TEXT PASSAGE: Begin

It is estimated that 1 in 4 children will experience sleep difficulties at some point. Sleep problems are more common in children with additional needs. There is also a link between behavioural difficulties and poor sleep.  

Sleep problems can be categorised into three groups:

  1. Sleep settling issues – how long it takes to fall asleep, difficulties around co-sleeping
  2. Nighttime awakening – waking frequently during the night
  3. Early morning awakenings – waking before 06:00
  • Sleep hygiene involves a regular and predictable bedtime routine each night. It is important to be consistent with your child for them to learn the rules/routines. A calming wind down period should be used 30 minutes prior to starting the bedtime routine.
  • This should not include watching TV, playing on computers or using mobile phones. Melatonin, our sleep hormone, is produced by the pineal gland when it becomes dark and can be affected by the 'blue light’ emitted from these devices.
  • Showers are not recommended close to bedtime. Having a shower can encourage blood to move around the body which can reduce the effect of Melatonin, the hormone which makes us feel sleepy. It is better to have a bath if you can as having a bath can be calming and help us to relax and start to feel sleepy.

TEXT PASSAGE: End
RECORDS: Begin

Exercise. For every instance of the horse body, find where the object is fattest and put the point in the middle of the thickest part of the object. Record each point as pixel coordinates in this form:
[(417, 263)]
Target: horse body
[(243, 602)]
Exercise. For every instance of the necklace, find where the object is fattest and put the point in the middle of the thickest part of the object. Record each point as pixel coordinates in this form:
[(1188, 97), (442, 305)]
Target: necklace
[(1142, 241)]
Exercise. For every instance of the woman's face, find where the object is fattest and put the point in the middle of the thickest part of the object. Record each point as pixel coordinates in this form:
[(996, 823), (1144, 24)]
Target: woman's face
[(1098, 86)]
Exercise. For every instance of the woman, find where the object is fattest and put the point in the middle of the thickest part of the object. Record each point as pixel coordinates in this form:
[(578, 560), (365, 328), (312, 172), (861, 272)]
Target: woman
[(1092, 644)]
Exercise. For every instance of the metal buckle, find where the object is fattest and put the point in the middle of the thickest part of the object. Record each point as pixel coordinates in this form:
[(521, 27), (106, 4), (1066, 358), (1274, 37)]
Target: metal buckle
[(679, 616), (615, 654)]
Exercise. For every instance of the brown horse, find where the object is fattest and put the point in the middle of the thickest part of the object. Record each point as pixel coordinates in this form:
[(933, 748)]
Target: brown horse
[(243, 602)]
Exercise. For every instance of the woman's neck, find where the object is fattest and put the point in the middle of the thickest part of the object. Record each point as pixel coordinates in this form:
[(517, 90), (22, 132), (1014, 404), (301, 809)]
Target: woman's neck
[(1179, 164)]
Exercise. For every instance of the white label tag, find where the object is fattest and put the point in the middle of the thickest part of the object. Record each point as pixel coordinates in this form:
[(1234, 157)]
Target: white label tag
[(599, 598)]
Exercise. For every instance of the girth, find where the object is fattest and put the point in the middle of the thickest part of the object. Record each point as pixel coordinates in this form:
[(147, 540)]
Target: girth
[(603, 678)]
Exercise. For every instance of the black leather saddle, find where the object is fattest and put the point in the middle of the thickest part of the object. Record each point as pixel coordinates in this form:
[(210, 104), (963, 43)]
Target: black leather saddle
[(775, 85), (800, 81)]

RECORDS: End
RECORDS: Begin

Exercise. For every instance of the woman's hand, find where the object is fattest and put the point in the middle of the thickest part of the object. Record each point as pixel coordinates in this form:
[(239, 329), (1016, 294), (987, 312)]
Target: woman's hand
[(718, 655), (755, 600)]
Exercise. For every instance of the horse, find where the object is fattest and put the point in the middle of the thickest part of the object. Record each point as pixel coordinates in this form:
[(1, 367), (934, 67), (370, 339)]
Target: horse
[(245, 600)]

RECORDS: End
RECORDS: Begin

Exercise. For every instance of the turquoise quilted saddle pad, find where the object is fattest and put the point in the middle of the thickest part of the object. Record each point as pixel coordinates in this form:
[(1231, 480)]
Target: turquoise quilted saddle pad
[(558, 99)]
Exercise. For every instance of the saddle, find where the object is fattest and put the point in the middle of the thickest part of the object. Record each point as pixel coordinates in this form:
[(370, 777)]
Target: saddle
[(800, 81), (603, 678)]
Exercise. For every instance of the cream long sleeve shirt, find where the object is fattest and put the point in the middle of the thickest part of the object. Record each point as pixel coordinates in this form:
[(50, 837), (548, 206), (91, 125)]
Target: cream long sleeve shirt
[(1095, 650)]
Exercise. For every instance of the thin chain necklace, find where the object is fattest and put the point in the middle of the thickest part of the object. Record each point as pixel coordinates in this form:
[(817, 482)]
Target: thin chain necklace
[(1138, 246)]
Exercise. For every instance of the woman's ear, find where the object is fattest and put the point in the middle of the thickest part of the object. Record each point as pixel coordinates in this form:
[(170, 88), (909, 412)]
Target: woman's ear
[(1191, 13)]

RECORDS: End

| WORK ORDER A |
Return the passage of the text on children's sleep that begins at the words "Sleep problems can" and stops after "from these devices.", copied exactly.
| WORK ORDER B |
In the text on children's sleep, rewrite more briefly the paragraph starting "Showers are not recommended close to bedtime," keeping its main facts.

| WORKED SOLUTION A |
Sleep problems can be categorised into three groups:

  1. Sleep settling issues – how long it takes to fall asleep, difficulties around co-sleeping
  2. Nighttime awakening – waking frequently during the night
  3. Early morning awakenings – waking before 06:00
  • Sleep hygiene involves a regular and predictable bedtime routine each night. It is important to be consistent with your child for them to learn the rules/routines. A calming wind down period should be used 30 minutes prior to starting the bedtime routine.
  • This should not include watching TV, playing on computers or using mobile phones. Melatonin, our sleep hormone, is produced by the pineal gland when it becomes dark and can be affected by the 'blue light’ emitted from these devices.

| WORKED SOLUTION B |
Avoid showers close to bedtime, because they move blood around the body, which can reduce the effect of melatonin, the hormone that makes us sleepy. A bath is better if possible, since it can be calming and help us relax and start to feel sleepy.